-- WHAT IS NEEDED --
Copy each line of the listing that includes "cloud".

-- SUPPLIED MATERIAL --
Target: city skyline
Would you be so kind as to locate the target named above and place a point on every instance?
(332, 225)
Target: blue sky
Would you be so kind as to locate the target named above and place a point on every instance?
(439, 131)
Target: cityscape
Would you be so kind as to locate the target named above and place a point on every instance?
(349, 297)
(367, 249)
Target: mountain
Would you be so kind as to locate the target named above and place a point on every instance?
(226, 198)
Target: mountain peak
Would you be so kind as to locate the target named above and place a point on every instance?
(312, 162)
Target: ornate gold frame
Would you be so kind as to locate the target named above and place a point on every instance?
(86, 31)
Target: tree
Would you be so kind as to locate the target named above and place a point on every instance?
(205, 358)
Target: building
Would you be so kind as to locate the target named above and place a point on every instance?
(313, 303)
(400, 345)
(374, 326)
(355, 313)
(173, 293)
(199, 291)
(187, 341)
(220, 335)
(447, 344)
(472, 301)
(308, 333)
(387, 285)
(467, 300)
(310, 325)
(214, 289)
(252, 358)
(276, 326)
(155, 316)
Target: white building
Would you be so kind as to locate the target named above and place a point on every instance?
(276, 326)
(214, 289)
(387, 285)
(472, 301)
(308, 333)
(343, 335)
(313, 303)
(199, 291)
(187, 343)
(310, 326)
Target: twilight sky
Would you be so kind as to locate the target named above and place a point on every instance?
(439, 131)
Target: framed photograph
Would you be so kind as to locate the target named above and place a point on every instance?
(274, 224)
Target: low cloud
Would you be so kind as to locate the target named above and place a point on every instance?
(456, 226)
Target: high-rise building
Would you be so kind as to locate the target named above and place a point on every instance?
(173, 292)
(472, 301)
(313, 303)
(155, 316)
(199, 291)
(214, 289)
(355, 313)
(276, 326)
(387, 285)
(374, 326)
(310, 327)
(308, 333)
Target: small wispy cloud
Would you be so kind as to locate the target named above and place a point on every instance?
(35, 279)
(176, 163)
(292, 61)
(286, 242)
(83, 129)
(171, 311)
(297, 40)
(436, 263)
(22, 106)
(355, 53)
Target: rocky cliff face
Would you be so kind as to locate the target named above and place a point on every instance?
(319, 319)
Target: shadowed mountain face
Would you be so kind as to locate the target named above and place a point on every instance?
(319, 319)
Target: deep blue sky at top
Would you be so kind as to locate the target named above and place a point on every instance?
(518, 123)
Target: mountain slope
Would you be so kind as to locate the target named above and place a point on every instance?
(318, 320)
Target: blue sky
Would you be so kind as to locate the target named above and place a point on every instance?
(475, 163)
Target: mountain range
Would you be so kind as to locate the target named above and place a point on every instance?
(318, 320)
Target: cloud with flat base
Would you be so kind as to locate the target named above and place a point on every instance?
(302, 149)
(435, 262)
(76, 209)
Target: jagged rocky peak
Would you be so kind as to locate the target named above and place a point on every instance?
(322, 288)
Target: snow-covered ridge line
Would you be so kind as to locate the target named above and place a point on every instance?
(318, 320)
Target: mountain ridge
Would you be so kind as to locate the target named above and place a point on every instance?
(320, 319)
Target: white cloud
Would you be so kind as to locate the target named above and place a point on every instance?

-- REPLY --
Target: low cloud
Target: small wispy cloud
Target: cloud with flat base
Target: white cloud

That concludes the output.